--- Data in this exercise Enclosed Below ---

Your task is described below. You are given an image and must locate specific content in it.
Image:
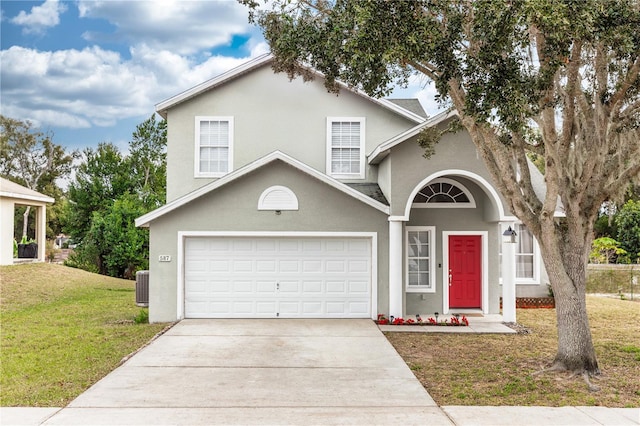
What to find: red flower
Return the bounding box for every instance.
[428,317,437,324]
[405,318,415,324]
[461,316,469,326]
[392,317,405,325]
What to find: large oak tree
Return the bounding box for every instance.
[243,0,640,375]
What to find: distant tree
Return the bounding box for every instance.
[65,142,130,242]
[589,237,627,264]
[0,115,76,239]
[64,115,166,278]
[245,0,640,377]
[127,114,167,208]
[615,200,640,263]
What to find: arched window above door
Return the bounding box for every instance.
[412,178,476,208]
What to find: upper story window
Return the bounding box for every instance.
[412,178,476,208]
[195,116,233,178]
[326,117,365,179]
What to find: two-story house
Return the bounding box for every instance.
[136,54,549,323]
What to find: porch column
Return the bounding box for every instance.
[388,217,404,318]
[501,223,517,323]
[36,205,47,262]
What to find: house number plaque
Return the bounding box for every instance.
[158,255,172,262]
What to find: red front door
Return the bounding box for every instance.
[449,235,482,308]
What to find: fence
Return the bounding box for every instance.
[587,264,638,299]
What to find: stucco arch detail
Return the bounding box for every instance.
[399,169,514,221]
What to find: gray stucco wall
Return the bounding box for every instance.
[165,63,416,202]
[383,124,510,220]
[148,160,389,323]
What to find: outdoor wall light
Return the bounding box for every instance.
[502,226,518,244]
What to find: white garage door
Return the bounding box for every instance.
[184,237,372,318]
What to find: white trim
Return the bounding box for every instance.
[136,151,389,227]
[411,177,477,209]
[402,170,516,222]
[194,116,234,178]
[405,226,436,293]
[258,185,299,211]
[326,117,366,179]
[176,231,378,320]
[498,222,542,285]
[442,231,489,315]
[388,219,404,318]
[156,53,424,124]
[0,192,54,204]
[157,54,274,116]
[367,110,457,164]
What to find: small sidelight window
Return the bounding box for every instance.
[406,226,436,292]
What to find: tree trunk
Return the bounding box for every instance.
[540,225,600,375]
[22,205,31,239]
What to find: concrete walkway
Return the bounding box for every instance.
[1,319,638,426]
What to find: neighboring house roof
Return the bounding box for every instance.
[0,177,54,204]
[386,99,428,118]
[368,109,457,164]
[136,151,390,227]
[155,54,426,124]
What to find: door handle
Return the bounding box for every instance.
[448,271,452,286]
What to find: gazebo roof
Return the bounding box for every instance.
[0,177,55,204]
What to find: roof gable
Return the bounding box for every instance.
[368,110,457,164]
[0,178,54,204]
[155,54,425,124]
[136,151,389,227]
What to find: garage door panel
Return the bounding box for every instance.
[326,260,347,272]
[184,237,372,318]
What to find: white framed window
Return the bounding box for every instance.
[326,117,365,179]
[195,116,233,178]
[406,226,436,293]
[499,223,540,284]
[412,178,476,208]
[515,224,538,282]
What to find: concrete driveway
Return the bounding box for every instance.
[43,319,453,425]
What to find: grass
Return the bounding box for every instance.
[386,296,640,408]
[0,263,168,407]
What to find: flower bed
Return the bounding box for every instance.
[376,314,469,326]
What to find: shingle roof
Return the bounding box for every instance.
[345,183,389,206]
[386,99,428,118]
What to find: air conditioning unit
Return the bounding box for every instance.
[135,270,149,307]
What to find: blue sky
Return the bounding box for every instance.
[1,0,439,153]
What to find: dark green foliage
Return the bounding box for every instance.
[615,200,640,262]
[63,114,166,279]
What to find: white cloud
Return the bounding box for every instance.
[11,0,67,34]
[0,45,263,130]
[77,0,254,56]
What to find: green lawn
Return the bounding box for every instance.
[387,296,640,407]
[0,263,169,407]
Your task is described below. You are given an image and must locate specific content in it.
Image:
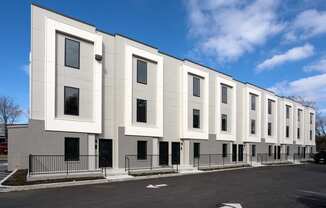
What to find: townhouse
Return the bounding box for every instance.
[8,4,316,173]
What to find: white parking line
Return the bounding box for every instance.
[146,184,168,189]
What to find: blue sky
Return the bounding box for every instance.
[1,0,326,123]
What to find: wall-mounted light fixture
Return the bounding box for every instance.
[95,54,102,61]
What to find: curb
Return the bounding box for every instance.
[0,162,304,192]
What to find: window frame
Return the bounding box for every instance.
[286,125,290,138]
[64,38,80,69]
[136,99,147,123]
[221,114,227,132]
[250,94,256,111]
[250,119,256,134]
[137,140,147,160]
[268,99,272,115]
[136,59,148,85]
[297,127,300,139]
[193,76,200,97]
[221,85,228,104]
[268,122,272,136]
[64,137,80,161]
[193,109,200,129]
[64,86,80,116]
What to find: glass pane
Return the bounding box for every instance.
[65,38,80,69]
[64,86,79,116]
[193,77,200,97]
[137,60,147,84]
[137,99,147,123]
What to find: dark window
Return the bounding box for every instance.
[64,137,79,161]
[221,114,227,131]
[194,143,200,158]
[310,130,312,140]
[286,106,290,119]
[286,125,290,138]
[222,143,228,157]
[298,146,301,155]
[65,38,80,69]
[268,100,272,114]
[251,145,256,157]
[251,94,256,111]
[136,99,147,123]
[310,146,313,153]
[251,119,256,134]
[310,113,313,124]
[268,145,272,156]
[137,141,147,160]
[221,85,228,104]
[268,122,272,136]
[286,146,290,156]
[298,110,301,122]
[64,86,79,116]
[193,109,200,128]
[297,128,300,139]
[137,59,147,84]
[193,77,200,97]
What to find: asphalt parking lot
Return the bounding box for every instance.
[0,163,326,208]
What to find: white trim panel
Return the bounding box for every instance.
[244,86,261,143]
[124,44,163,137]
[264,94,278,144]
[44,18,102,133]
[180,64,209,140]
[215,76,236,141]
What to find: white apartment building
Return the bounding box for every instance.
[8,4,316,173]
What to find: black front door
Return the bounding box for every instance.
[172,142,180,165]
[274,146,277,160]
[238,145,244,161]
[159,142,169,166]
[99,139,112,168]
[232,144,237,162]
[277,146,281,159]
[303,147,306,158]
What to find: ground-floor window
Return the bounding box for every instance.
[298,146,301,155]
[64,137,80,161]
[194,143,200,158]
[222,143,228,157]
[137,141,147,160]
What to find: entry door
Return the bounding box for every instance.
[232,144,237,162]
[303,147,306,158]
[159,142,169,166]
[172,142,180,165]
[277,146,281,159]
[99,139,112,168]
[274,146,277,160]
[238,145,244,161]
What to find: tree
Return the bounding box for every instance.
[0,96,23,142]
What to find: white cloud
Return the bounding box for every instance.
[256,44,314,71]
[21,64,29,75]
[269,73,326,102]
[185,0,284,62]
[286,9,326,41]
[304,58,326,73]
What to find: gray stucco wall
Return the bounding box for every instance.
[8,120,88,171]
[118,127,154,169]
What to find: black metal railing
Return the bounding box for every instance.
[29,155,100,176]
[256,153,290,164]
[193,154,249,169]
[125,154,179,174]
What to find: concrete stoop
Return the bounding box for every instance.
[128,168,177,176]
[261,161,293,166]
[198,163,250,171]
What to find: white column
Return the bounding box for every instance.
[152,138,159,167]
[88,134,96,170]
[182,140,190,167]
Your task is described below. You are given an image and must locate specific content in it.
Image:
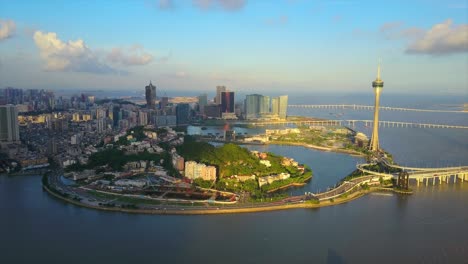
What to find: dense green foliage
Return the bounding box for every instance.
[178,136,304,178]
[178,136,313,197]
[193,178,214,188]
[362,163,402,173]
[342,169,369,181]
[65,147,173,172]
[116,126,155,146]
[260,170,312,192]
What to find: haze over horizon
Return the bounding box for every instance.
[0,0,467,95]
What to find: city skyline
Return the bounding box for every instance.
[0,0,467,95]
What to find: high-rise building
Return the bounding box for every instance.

--- End of Enclosed Data in this exercise ---

• [What is expected]: Print each line above exactly as it appears, excluding all images.

• [Task result]:
Your task is described below. You are given an image and must locate specific content in it.
Image:
What to find: red flower
Return the bounding box for every instance.
[428,317,437,324]
[405,318,415,324]
[461,316,469,326]
[392,317,405,325]
What to find: large oak tree
Return the bounding box for every instance.
[243,0,640,375]
What to find: distant tree
Return the bounding box for every instance.
[65,142,130,242]
[589,237,627,264]
[0,115,76,239]
[64,115,166,278]
[245,0,640,377]
[127,114,167,208]
[615,200,640,263]
What to find: arched window above door
Return the bounding box for every instance.
[412,178,476,208]
What to find: upper story window
Return the bounding box for every instance.
[412,178,476,208]
[195,116,233,178]
[326,117,365,179]
What to find: two-story house
Return the bounding box for every instance.
[136,54,549,323]
What to find: porch column
Return the bounding box for every instance.
[388,217,404,318]
[501,223,517,323]
[36,205,47,262]
What to find: house number plaque
Return the bounding box for every instance.
[158,255,172,262]
What to find: red front door
Return the bounding box for every instance.
[449,235,482,308]
What to find: fence
Return the bounding box for every instance.
[587,264,638,299]
What to find: stucco arch detail
Return the bounding box for every instance.
[399,169,514,221]
What to find: gray stucco wall
Return the bounding box for every instance.
[165,63,416,202]
[383,124,510,220]
[148,160,389,323]
What to find: outdoor wall light
Return the bounding box for every instance.
[502,226,518,244]
What to find: white garage door
Return the bounding box for every instance.
[184,237,372,318]
What to find: white trim
Return the bounding box for every instance.
[136,151,389,227]
[411,177,477,209]
[402,170,516,222]
[194,116,234,178]
[405,226,436,293]
[258,185,299,211]
[326,117,366,179]
[176,231,378,320]
[498,222,542,285]
[442,231,489,315]
[388,219,404,318]
[156,53,424,124]
[0,192,54,204]
[157,54,274,116]
[367,110,457,164]
What to find: small sidelight window
Return the bounding box for every instance.
[406,226,436,292]
What to find: tree trunk
Return the bounding box for every instance.
[540,225,600,375]
[22,205,31,239]
What to find: concrete walkway
Return the bounding box for every instance.
[1,319,638,426]
What to find: neighboring house roof
Return the bounding box for every instance.
[0,177,54,204]
[386,99,428,118]
[368,109,457,164]
[136,151,390,227]
[155,54,426,124]
What to find: door handle
Return the bounding box for every instance.
[448,271,452,286]
What to find: gazebo roof
Return the bounding box for every instance.
[0,177,55,204]
What to find: roof gable
Return the bounding box for every instance.
[368,110,457,164]
[0,178,54,204]
[155,54,425,124]
[136,151,389,227]
What to find: garage door panel
Return the bounding box for every instance.
[326,260,347,272]
[184,237,372,318]
What to find: white framed window
Return the bounding box for every instance.
[326,117,365,179]
[195,116,233,178]
[406,226,436,293]
[499,223,540,284]
[412,178,476,208]
[515,224,538,282]
What to find: concrete driveway
Return the bounding box for every instance.
[43,319,453,425]
What to find: grass
Return the bounding box for every instance.
[386,296,640,408]
[0,263,168,407]
What to find: flower bed
Return the bounding box for every instance.
[376,314,469,326]
What to find: shingle roof
Return the bounding box for every instance.
[345,183,389,206]
[386,99,428,118]
What to find: air conditioning unit
Return the bounding box for every instance.
[135,270,149,307]
What to find: blue sky
Return the bounding box for every instance.
[1,0,439,153]
What to find: dark green foliage
Return the bounding box for every instance.
[615,200,640,262]
[63,114,166,279]
What to find: white cloud
Return the bounding box for every instance.
[11,0,67,34]
[0,45,263,130]
[77,0,254,56]
What to find: green lawn
Return the bounding box for every instance.
[387,296,640,407]
[0,263,169,407]
Your task is described below. You are given an image and must locate specific content in it.
Image:
What to find: townhouse
Return the bounding box for every instance.
[8,4,316,173]
What to find: white parking line
Return the bounding box for every instance.
[146,184,168,189]
What to find: blue sky
Return the bounding box for every instance.
[1,0,326,123]
What to find: wall-mounted light fixture
Return the bounding box for every instance.
[95,54,102,61]
What to find: curb
Return the bounding box for every instance.
[0,162,304,192]
What to find: window frame
Return the bounding box for every instance.
[286,125,290,138]
[64,38,80,69]
[136,99,147,123]
[221,114,227,132]
[250,94,256,111]
[250,119,256,134]
[137,140,147,160]
[268,99,272,115]
[136,59,148,85]
[297,127,300,139]
[193,76,200,97]
[221,85,228,104]
[268,122,272,136]
[64,137,80,161]
[193,109,200,129]
[64,86,80,116]
What to find: glass pane
Return the bounding box for every instance.
[65,38,80,69]
[64,86,79,116]
[193,77,200,97]
[137,60,147,84]
[137,99,147,123]
What to find: dark window
Return the bounding box for every instance.
[64,137,79,161]
[221,114,227,131]
[194,143,200,158]
[310,130,312,140]
[286,106,290,119]
[286,125,290,138]
[222,143,228,157]
[298,146,301,155]
[65,38,80,69]
[268,100,272,114]
[251,145,256,157]
[251,94,256,111]
[136,99,147,123]
[310,146,313,153]
[251,119,256,134]
[310,113,313,124]
[268,145,272,156]
[137,141,147,160]
[221,85,228,104]
[268,122,272,136]
[286,146,290,156]
[298,110,301,122]
[64,86,79,116]
[193,109,200,128]
[297,128,300,139]
[137,59,147,84]
[193,77,200,97]
What to find: asphalt parking lot
Return the bounding box for every instance.
[0,163,326,208]
What to find: white trim panel
Return the bounding box for every instance.
[244,86,261,143]
[124,44,163,137]
[264,94,278,144]
[44,18,102,133]
[180,64,209,140]
[215,76,236,141]
What to find: white apartment building
Return the bounding box for every instance.
[8,4,316,173]
What to find: black front door
Return the bounding box for every instance.
[172,142,180,165]
[274,146,277,160]
[238,145,244,161]
[159,142,169,166]
[99,139,112,168]
[232,144,237,162]
[277,146,281,159]
[303,147,306,158]
What to find: ground-floor window
Return the bounding box for every instance.
[298,146,301,155]
[64,137,80,161]
[194,143,200,158]
[222,143,228,157]
[137,141,147,160]
What to find: entry door
Return the bounding box for every instance.
[232,144,237,162]
[303,147,306,158]
[159,142,169,166]
[172,142,180,165]
[277,146,281,159]
[99,139,112,168]
[274,146,277,160]
[238,145,244,161]
What to find: tree
Return the bounding box for every instance.
[0,96,23,142]
What to find: white cloud
Return the bounding box for every instance.
[256,44,314,71]
[21,64,29,75]
[269,73,326,102]
[185,0,284,62]
[286,9,326,41]
[304,58,326,73]
What to find: gray stucco wall
Return the bounding box for every instance.
[8,120,88,171]
[118,127,154,169]
What to find: black metal railing
Return the bounding box for every instance.
[29,155,100,176]
[256,153,290,164]
[193,154,249,169]
[125,154,179,174]
What to find: concrete stoop
Return the bounding box for every instance.
[128,168,177,176]
[261,161,293,166]
[198,163,250,171]
What to find: white column
Return the bounding box for every instance.
[152,138,159,167]
[88,134,96,170]
[182,140,190,167]
Your task is described below. You are given an image and must locate specific content in it.
Image:
What to find: dense green foliage
Return the bounding box for every instance.
[178,136,304,178]
[178,136,313,197]
[193,178,214,188]
[362,163,402,173]
[342,169,369,181]
[65,147,173,172]
[116,126,155,146]
[260,170,312,192]
What to find: haze over horizon
Return the bounding box for every instance.
[0,0,467,95]
What to find: city skyline
Return the bounding box for every instance.
[0,0,467,95]
What to find: high-rise building
Return the bounding box for every instance.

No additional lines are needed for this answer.